#### DATA FOR THE TASK

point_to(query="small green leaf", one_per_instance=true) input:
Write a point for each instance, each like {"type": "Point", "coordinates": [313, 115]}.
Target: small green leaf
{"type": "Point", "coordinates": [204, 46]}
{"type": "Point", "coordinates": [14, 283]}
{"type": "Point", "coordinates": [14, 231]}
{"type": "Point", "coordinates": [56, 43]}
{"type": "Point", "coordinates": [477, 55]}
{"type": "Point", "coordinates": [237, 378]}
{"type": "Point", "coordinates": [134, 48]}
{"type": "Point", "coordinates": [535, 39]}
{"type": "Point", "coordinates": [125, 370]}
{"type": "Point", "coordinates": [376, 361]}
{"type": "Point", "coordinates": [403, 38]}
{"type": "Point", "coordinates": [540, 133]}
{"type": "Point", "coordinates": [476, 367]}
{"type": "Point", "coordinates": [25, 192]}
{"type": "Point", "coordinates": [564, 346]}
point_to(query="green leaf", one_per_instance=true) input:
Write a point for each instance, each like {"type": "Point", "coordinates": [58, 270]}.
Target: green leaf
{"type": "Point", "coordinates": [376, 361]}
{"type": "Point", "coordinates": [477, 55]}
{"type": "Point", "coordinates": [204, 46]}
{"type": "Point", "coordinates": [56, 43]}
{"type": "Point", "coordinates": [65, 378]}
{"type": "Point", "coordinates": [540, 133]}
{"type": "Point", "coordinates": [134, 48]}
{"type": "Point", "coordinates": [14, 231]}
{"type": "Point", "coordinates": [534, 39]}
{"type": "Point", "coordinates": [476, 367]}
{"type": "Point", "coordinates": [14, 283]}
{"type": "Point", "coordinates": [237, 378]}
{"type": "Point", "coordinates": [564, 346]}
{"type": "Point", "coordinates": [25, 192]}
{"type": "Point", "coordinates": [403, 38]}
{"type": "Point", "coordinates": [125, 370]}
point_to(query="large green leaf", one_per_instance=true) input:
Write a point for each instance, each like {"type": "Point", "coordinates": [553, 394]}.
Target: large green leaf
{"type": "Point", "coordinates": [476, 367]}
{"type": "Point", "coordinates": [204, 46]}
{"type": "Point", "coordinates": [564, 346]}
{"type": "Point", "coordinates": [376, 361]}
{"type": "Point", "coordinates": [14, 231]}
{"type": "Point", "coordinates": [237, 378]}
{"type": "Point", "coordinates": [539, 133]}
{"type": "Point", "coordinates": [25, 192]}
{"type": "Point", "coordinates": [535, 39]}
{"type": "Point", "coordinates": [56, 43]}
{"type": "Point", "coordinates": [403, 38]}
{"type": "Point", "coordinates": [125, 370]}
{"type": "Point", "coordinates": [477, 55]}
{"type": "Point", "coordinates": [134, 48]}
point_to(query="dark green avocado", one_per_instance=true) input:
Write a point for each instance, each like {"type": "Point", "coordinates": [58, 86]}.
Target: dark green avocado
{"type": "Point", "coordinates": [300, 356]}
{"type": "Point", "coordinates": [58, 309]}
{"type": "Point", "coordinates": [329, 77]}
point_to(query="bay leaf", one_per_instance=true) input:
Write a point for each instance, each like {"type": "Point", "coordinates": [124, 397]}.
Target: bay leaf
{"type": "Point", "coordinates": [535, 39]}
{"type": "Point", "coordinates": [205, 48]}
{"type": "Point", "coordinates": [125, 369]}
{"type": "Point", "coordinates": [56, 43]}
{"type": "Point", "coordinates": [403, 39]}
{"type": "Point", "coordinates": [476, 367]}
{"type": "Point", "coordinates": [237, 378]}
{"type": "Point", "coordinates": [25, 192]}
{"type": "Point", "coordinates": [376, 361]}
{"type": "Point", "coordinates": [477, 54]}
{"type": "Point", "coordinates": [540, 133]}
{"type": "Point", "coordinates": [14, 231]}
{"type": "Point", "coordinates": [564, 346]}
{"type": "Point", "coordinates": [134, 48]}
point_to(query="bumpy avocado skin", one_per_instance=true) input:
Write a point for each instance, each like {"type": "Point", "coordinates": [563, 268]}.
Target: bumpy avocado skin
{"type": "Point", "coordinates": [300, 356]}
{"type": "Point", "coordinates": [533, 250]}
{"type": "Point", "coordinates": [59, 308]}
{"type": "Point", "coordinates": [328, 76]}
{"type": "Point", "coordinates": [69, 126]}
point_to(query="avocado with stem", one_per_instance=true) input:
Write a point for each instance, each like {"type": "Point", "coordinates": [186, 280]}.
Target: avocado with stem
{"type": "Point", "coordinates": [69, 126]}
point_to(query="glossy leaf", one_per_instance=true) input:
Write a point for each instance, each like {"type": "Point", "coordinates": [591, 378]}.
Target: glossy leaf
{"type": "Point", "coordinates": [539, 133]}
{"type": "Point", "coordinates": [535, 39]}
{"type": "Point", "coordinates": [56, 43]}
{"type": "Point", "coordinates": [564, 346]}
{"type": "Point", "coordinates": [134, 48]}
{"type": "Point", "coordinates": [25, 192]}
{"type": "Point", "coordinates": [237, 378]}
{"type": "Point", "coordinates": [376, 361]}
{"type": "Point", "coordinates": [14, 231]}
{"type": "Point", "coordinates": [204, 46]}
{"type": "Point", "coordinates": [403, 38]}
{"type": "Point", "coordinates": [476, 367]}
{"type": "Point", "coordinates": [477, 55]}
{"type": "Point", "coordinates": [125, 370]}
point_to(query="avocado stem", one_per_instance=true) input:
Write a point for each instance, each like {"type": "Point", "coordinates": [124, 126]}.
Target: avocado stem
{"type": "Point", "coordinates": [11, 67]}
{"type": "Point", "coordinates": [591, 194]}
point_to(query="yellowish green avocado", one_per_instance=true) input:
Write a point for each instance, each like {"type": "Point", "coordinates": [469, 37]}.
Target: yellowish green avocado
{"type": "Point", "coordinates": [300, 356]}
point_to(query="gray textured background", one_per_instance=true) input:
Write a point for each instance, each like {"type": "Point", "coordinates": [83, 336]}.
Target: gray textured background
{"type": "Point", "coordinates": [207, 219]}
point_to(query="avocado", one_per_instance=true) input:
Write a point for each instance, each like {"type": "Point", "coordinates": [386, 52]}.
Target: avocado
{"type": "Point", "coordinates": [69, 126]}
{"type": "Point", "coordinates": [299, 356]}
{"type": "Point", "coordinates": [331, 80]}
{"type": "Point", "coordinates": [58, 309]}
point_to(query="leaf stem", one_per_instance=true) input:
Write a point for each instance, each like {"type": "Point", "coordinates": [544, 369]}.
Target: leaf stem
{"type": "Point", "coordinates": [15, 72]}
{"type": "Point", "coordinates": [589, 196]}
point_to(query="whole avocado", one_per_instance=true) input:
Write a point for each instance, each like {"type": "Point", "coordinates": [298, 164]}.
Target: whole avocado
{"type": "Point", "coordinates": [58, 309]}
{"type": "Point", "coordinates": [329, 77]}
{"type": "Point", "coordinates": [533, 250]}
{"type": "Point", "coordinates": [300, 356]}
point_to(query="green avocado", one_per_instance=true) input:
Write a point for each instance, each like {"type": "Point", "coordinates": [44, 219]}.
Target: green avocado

########

_YOUR OBJECTIVE:_ Reproduce the material above, every line of it, exactly.

_RESPONSE:_
point_to(query="small green leaf", one_per_instance=true) input:
Write a point for each instance, each like {"type": "Point", "coordinates": [313, 115]}.
Target: small green leaf
{"type": "Point", "coordinates": [204, 46]}
{"type": "Point", "coordinates": [14, 283]}
{"type": "Point", "coordinates": [14, 231]}
{"type": "Point", "coordinates": [56, 43]}
{"type": "Point", "coordinates": [477, 55]}
{"type": "Point", "coordinates": [237, 378]}
{"type": "Point", "coordinates": [134, 48]}
{"type": "Point", "coordinates": [535, 39]}
{"type": "Point", "coordinates": [125, 370]}
{"type": "Point", "coordinates": [376, 361]}
{"type": "Point", "coordinates": [403, 38]}
{"type": "Point", "coordinates": [540, 133]}
{"type": "Point", "coordinates": [476, 367]}
{"type": "Point", "coordinates": [25, 192]}
{"type": "Point", "coordinates": [564, 346]}
point_to(query="green leaf", one_per_instance=true) input:
Write a point for each instance, each like {"type": "Point", "coordinates": [58, 270]}.
Target: green leaf
{"type": "Point", "coordinates": [376, 361]}
{"type": "Point", "coordinates": [477, 55]}
{"type": "Point", "coordinates": [204, 46]}
{"type": "Point", "coordinates": [56, 43]}
{"type": "Point", "coordinates": [65, 378]}
{"type": "Point", "coordinates": [540, 133]}
{"type": "Point", "coordinates": [134, 48]}
{"type": "Point", "coordinates": [14, 231]}
{"type": "Point", "coordinates": [534, 39]}
{"type": "Point", "coordinates": [476, 367]}
{"type": "Point", "coordinates": [14, 283]}
{"type": "Point", "coordinates": [237, 378]}
{"type": "Point", "coordinates": [564, 346]}
{"type": "Point", "coordinates": [25, 192]}
{"type": "Point", "coordinates": [403, 38]}
{"type": "Point", "coordinates": [125, 370]}
point_to(query="large green leaf", one_per_instance=true) input:
Write a point for each instance, each like {"type": "Point", "coordinates": [553, 394]}.
Target: large green leaf
{"type": "Point", "coordinates": [476, 367]}
{"type": "Point", "coordinates": [204, 46]}
{"type": "Point", "coordinates": [564, 346]}
{"type": "Point", "coordinates": [376, 361]}
{"type": "Point", "coordinates": [14, 231]}
{"type": "Point", "coordinates": [237, 378]}
{"type": "Point", "coordinates": [539, 133]}
{"type": "Point", "coordinates": [25, 192]}
{"type": "Point", "coordinates": [535, 39]}
{"type": "Point", "coordinates": [56, 43]}
{"type": "Point", "coordinates": [403, 38]}
{"type": "Point", "coordinates": [125, 370]}
{"type": "Point", "coordinates": [477, 55]}
{"type": "Point", "coordinates": [134, 48]}
point_to(query="dark green avocado", one_per_instance=true) input:
Write a point for each instance, each like {"type": "Point", "coordinates": [58, 86]}.
Target: dark green avocado
{"type": "Point", "coordinates": [300, 356]}
{"type": "Point", "coordinates": [58, 309]}
{"type": "Point", "coordinates": [329, 77]}
point_to(query="bay leaf", one_per_instance=true) input:
Write a point for each instance, each like {"type": "Point", "coordinates": [124, 397]}.
Target: bay leaf
{"type": "Point", "coordinates": [535, 39]}
{"type": "Point", "coordinates": [205, 48]}
{"type": "Point", "coordinates": [125, 369]}
{"type": "Point", "coordinates": [56, 43]}
{"type": "Point", "coordinates": [403, 39]}
{"type": "Point", "coordinates": [476, 367]}
{"type": "Point", "coordinates": [237, 378]}
{"type": "Point", "coordinates": [25, 192]}
{"type": "Point", "coordinates": [376, 361]}
{"type": "Point", "coordinates": [477, 54]}
{"type": "Point", "coordinates": [540, 133]}
{"type": "Point", "coordinates": [14, 231]}
{"type": "Point", "coordinates": [564, 346]}
{"type": "Point", "coordinates": [134, 48]}
point_to(query="bumpy avocado skin", one_per_instance=true) input:
Write a point for each instance, each like {"type": "Point", "coordinates": [563, 268]}.
Target: bumpy avocado skin
{"type": "Point", "coordinates": [300, 356]}
{"type": "Point", "coordinates": [533, 250]}
{"type": "Point", "coordinates": [59, 308]}
{"type": "Point", "coordinates": [328, 76]}
{"type": "Point", "coordinates": [69, 126]}
point_to(query="avocado with stem", one_per_instance=true) input:
Write a point for each instance, each like {"type": "Point", "coordinates": [186, 280]}.
Target: avocado with stem
{"type": "Point", "coordinates": [69, 126]}
point_to(query="glossy leaf", one_per_instance=true) input:
Write a point for each instance, each like {"type": "Point", "coordinates": [591, 378]}.
Target: glossy leaf
{"type": "Point", "coordinates": [539, 133]}
{"type": "Point", "coordinates": [535, 39]}
{"type": "Point", "coordinates": [56, 43]}
{"type": "Point", "coordinates": [564, 346]}
{"type": "Point", "coordinates": [134, 48]}
{"type": "Point", "coordinates": [25, 192]}
{"type": "Point", "coordinates": [237, 378]}
{"type": "Point", "coordinates": [376, 361]}
{"type": "Point", "coordinates": [14, 231]}
{"type": "Point", "coordinates": [204, 46]}
{"type": "Point", "coordinates": [403, 38]}
{"type": "Point", "coordinates": [476, 367]}
{"type": "Point", "coordinates": [477, 55]}
{"type": "Point", "coordinates": [125, 370]}
point_to(query="avocado stem", one_per_instance=true) input:
Write a point for each instance, each like {"type": "Point", "coordinates": [124, 126]}.
Target: avocado stem
{"type": "Point", "coordinates": [11, 67]}
{"type": "Point", "coordinates": [591, 194]}
point_to(query="yellowish green avocado", one_per_instance=true) input:
Write a point for each instance, each like {"type": "Point", "coordinates": [469, 37]}.
Target: yellowish green avocado
{"type": "Point", "coordinates": [300, 356]}
point_to(query="gray textured background", one_per_instance=true) input:
Write a point for each instance, each like {"type": "Point", "coordinates": [83, 336]}.
Target: gray textured background
{"type": "Point", "coordinates": [207, 219]}
point_to(query="avocado", one_per_instance=true) input:
Write a point for each instance, each like {"type": "Point", "coordinates": [386, 52]}.
Target: avocado
{"type": "Point", "coordinates": [69, 126]}
{"type": "Point", "coordinates": [299, 356]}
{"type": "Point", "coordinates": [331, 80]}
{"type": "Point", "coordinates": [58, 309]}
point_to(query="leaf stem", one_per_instance=true) input:
Write a point for each instance, each like {"type": "Point", "coordinates": [544, 369]}.
Target: leaf stem
{"type": "Point", "coordinates": [15, 72]}
{"type": "Point", "coordinates": [589, 196]}
point_to(query="whole avocado", one_per_instance=true) input:
Write a point for each instance, each like {"type": "Point", "coordinates": [298, 164]}.
Target: whole avocado
{"type": "Point", "coordinates": [58, 309]}
{"type": "Point", "coordinates": [329, 77]}
{"type": "Point", "coordinates": [533, 250]}
{"type": "Point", "coordinates": [300, 356]}
point_to(query="green avocado", one_per_instance=true) input:
Write a point for each instance, each like {"type": "Point", "coordinates": [44, 219]}.
Target: green avocado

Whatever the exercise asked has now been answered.